**Document excerpt:**
########################################

During the COVID-19 quarantine, educators across the country are learning how to continue to provide a safe and affirming experience for LGBTQ students via distance learning. Recent data supports the need for educator action and focus:
According to HRC’s 2018 LGBTQ Youth Report:
- 67% of LGBTQ students hear their families make negative comments about LGBTQ people.
- While some students are open about their LGBTQ identity at school, only 21% are out at home.
- Privacy and confidentiality are critically important for LGBTQ youth, especially for those who do not have supportive families. Extreme rejecting behaviors can have dire consequences: Approximately 40% of the homeless youth population in the United States identify as LGBTQ, most as a result of rejection by immediate family members.
- Additionally, LGBTQ youth of color often face additional stress and adverse impacts on their health and well-being as a result of bias around their intersecting identities.
Educators are uniquely positioned to provide support and resources to LGBTQ students who are now more at risk due to the pandemic. NEA EdJustice and HRC Foundation’s Welcoming Schools have joined together to offer a checklist and resources to help educators and allies navigate how to best support LGBTQ students as schools make this unprecedented pivot to distance learning.
Maintaining inclusivity and safe spaces for LGBTQ students is more important than ever during this period of emergency online learning. Educators are uniquely positioned to provide support and resources to LGBTQ students who are now more at risk due to the pandemic.
ASK YOURSELF HOW YOU ARE SUPPORTING LGBTQ STUDENTS TODAY
- Does your virtual classroom include visible signs, like Zoom backgrounds or posters, showing that you are LGBTQ affirming?

########################################

**Data under study:**

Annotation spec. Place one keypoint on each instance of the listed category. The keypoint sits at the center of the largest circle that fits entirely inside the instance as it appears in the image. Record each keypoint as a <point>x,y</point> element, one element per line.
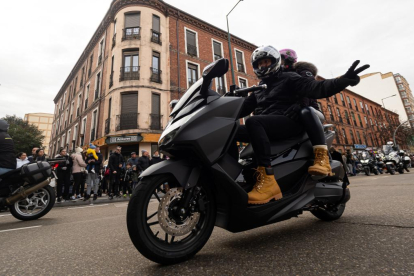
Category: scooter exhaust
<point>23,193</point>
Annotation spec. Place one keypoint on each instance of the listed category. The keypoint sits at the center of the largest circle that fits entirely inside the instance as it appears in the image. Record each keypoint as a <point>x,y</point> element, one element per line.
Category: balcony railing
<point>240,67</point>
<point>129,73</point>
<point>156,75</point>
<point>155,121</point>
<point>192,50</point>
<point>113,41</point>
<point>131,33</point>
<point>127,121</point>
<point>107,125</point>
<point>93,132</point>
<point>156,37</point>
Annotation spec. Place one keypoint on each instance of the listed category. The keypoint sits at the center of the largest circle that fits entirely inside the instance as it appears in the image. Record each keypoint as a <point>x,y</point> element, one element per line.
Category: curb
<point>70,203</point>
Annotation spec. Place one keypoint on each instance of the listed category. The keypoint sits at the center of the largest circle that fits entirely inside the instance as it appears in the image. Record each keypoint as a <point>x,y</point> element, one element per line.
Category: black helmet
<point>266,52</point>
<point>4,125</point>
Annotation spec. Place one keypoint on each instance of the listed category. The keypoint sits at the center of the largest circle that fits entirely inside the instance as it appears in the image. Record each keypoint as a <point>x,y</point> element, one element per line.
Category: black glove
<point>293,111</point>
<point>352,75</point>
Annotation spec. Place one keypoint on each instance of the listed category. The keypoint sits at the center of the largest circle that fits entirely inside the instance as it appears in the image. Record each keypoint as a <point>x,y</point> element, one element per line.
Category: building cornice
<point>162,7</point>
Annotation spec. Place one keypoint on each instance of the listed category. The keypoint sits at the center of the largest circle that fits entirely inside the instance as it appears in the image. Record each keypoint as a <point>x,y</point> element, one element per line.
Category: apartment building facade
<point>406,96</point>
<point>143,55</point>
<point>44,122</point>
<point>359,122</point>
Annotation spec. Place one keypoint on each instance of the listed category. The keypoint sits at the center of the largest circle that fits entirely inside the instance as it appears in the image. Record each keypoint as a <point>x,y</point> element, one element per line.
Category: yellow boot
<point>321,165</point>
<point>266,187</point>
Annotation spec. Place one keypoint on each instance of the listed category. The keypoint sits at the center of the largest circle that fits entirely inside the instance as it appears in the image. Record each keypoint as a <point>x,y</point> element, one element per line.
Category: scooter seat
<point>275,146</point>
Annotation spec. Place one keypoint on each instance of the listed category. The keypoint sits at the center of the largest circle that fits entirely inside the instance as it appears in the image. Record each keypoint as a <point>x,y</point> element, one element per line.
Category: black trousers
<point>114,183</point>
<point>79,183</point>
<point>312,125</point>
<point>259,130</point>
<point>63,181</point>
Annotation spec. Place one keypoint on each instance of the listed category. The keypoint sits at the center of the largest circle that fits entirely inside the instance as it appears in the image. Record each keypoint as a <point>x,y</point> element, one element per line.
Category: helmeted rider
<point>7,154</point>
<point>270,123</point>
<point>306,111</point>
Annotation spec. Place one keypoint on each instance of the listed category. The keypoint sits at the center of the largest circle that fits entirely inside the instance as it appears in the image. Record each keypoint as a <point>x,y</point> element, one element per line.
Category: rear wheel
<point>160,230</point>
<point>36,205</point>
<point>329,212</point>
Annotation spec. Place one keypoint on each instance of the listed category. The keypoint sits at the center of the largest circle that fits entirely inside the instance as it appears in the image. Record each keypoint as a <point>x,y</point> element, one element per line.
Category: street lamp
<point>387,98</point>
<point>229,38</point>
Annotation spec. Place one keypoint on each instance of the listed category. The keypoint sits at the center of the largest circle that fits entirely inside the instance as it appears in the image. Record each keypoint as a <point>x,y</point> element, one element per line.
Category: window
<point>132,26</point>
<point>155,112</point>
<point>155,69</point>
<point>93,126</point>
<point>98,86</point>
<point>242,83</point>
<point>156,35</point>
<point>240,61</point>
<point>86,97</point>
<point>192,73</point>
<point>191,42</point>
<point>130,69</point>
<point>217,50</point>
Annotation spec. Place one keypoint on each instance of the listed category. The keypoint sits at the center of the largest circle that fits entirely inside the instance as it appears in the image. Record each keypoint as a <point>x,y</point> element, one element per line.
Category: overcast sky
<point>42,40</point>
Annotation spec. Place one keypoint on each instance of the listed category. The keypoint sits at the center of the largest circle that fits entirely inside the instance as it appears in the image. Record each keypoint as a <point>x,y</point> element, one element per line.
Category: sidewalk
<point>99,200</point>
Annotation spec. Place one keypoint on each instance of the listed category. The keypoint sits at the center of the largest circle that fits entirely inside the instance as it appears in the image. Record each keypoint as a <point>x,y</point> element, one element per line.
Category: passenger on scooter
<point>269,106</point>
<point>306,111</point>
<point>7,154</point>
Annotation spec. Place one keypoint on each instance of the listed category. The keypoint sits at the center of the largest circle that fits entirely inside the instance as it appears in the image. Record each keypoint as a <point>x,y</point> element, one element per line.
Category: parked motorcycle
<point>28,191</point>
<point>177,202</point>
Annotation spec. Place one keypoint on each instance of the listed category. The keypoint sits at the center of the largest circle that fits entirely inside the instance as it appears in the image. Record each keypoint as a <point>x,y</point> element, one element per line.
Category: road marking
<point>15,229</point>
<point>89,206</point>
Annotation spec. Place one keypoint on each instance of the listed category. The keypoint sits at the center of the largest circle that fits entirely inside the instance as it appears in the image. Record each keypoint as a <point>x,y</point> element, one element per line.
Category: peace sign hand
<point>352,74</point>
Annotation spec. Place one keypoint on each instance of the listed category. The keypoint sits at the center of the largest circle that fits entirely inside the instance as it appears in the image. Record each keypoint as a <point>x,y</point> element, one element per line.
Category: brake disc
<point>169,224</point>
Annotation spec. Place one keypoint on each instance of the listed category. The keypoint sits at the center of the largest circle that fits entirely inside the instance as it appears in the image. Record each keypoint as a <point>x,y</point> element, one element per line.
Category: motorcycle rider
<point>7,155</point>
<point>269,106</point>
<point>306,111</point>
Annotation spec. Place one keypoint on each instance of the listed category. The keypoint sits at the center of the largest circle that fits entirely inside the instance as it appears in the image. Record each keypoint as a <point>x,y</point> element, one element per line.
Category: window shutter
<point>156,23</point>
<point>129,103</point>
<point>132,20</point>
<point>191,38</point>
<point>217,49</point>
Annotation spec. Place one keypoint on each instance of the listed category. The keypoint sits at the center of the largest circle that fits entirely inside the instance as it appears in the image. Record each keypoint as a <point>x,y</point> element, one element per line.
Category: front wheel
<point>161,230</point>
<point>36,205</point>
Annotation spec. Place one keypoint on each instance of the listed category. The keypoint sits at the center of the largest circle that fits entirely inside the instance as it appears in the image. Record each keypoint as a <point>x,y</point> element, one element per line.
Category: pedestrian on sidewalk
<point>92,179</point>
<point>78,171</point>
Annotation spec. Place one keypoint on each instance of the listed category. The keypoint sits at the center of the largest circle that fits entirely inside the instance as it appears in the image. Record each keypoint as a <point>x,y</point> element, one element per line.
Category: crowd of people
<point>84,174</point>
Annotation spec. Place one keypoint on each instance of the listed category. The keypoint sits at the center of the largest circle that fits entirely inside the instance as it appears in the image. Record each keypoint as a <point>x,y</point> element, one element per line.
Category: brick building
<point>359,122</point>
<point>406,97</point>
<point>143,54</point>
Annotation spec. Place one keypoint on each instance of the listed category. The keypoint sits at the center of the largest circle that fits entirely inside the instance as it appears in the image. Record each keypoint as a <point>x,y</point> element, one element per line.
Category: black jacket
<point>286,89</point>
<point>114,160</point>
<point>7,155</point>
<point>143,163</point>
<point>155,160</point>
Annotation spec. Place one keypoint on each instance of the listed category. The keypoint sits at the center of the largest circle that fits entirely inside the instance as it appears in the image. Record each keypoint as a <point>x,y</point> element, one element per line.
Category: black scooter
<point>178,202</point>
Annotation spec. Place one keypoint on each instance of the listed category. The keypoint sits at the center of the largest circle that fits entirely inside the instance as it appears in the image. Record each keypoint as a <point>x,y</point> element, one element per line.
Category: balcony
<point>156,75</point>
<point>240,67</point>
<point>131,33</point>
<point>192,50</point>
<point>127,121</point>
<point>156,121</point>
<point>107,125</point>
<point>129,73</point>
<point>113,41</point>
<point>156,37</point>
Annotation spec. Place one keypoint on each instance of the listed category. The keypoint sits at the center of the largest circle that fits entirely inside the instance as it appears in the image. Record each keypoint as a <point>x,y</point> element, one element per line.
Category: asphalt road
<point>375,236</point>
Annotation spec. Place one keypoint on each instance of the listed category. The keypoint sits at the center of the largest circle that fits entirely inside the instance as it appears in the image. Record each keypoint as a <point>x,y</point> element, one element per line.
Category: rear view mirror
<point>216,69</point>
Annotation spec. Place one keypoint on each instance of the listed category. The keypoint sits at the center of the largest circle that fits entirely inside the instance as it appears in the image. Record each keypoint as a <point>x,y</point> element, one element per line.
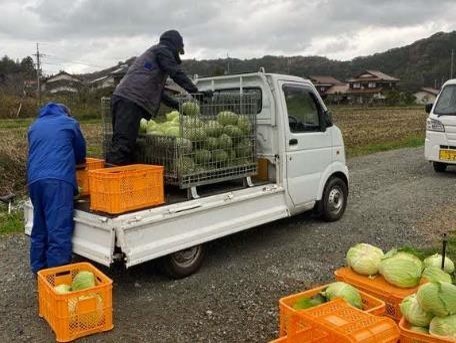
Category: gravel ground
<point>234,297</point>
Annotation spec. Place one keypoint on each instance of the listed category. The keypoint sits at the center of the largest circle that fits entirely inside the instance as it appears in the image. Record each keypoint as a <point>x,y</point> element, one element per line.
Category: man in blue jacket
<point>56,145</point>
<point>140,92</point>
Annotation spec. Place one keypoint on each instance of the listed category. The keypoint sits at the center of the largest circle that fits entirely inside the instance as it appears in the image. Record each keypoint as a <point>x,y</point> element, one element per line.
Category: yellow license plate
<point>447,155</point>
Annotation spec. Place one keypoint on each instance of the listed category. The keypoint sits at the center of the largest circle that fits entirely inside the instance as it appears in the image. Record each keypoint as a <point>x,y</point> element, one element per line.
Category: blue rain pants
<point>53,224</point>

########################################

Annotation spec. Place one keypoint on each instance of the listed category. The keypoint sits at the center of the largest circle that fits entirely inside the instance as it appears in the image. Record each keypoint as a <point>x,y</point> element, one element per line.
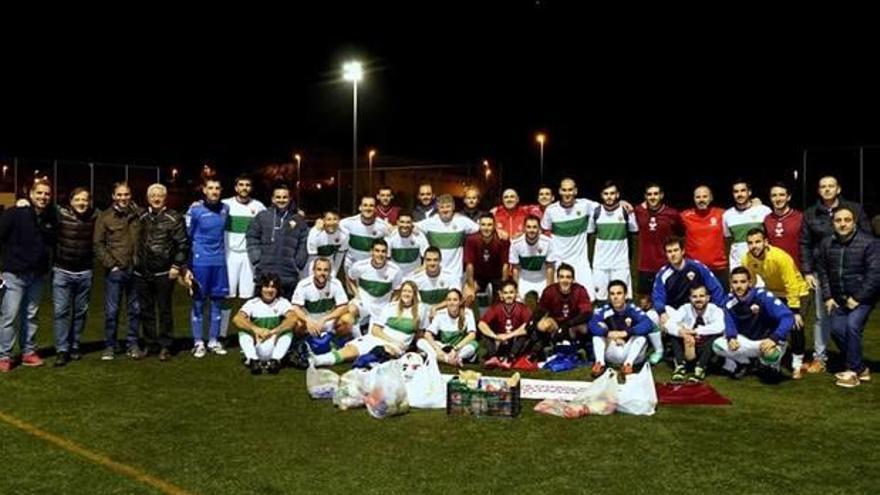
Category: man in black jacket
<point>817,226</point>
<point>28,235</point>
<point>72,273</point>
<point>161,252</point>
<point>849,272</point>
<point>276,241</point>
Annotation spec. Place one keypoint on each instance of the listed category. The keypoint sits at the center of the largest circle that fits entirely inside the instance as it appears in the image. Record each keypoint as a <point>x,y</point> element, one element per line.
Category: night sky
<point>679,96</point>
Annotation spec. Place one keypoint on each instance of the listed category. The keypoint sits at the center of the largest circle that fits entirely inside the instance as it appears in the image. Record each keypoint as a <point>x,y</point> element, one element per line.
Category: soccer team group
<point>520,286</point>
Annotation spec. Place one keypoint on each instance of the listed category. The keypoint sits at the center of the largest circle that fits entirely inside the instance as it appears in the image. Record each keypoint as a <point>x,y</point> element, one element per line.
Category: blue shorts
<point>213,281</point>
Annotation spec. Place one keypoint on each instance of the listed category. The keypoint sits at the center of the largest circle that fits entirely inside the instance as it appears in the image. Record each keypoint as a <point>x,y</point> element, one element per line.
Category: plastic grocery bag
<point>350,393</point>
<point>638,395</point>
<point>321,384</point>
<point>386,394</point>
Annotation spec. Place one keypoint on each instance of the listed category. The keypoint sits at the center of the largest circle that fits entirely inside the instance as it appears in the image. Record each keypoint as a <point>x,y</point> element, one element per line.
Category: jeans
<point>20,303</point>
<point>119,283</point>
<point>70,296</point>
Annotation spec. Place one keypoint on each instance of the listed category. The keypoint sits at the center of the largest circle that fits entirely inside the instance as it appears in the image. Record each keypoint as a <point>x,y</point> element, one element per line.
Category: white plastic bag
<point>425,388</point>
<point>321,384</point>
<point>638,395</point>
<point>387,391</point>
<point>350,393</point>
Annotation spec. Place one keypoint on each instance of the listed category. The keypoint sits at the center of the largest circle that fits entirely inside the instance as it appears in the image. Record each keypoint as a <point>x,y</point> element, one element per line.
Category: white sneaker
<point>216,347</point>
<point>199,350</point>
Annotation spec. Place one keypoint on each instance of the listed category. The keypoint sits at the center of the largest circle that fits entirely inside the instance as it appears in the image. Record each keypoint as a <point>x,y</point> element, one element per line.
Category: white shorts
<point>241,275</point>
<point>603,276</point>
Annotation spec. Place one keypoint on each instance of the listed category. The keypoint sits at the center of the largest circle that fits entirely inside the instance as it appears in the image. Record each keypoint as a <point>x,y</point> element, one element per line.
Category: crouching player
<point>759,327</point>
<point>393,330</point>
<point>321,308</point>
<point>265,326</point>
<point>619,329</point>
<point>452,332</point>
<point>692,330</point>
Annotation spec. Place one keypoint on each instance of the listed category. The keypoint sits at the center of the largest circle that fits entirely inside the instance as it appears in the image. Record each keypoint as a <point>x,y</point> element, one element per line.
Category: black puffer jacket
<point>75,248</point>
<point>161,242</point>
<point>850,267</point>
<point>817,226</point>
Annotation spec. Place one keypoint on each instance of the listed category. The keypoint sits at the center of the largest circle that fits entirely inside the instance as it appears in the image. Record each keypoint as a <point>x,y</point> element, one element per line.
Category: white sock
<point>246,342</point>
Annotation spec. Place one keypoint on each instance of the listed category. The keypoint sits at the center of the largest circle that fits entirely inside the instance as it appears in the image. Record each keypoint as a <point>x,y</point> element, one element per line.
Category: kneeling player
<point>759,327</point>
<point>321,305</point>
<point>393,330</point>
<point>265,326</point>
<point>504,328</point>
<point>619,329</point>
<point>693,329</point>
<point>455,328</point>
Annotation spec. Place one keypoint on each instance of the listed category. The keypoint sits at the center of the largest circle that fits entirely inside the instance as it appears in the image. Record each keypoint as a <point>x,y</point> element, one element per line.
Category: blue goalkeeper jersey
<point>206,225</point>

########################################

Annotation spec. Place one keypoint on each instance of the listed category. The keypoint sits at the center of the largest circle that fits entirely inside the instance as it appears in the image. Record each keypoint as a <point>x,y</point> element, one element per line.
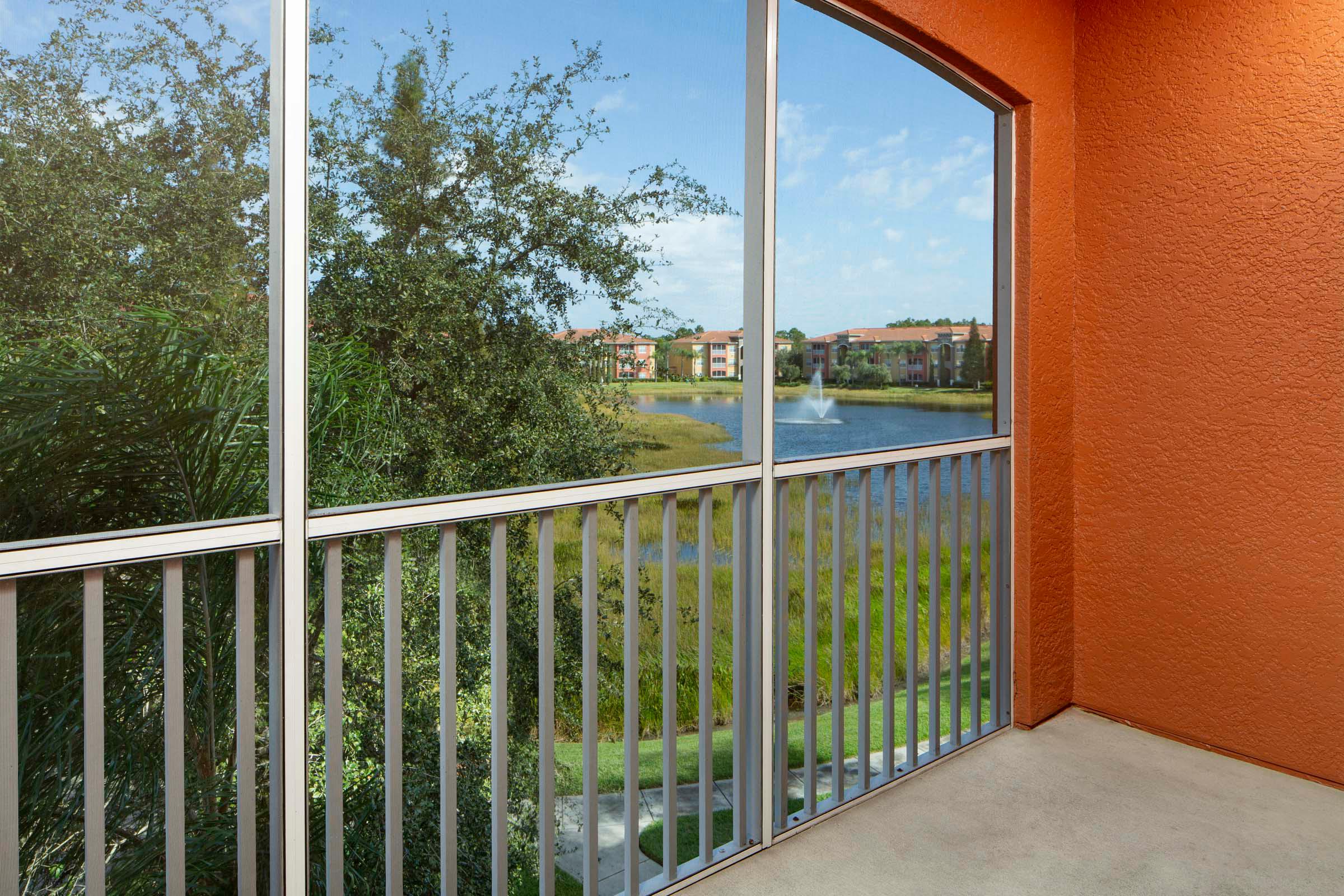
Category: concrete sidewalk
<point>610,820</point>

########################################

**Questions on the material:**
A: Using the text on supporting LGBTQ students during distance learning, explain why privacy and confidentiality are so important for LGBTQ youth.
B: Answer these questions from the text on supporting LGBTQ students during distance learning:
(i) What percentage of LGBTQ students are out at home?
(ii) Which two groups joined together to offer a checklist and resources for educators?
(iii) What percentage of LGBTQ students hear their families make negative comments about LGBTQ people?
C: Continue the text on supporting LGBTQ students during distance learning, starting after its last question.

**Results for each task:**
A: Many LGBTQ youth do not have supportive families, and extreme rejection by family can have dire consequences. About 40% of homeless youth in the United States identify as LGBTQ, mostly because their immediate family members rejected them.

B:
(i) 21%
(ii) NEA EdJustice and HRC Foundation's Welcoming Schools
(iii) 67%

C:
- Are you normalizing pronoun sharing by sharing your pronouns, verbally, or by adding your pronouns to your name on your virtual platform if you have the option? Are you creating spaces for students to share their pronouns?
- Are you establishing trust with LGBTQ students by using gender-inclusive and non-heteronormative language such as “students” instead of “boys and girls” and “family” or “caring adult” instead of “mom and dad”?
- Can you confirm a private, virtual connection with an LGBTQ student that is not supported at home, so you can check-in with them about their family dynamic and brainstorm self-care strategies?
- Have you addressed the greater risk for LGBTQ cyberbullying — as students overall spend more time online during this period of social isolation — by utilizing teachable moments to not only stop negative anti-LGBTQ language and behavior, but also to educate about LGBTQ terminology, history, and current events?
- With LGBTQ drop-in centers closed and LGBTQ student clubs (i.e. GSA’s) no longer in session, are you sharing direct, online LGBTQ resources with your students that provide affirming support and connection for LGBTQ youth in virtual settings day or night — including the Trevor Project which offers 24-hours-a-day, 365-days-a-year confidential and online support for LGBTQ youth?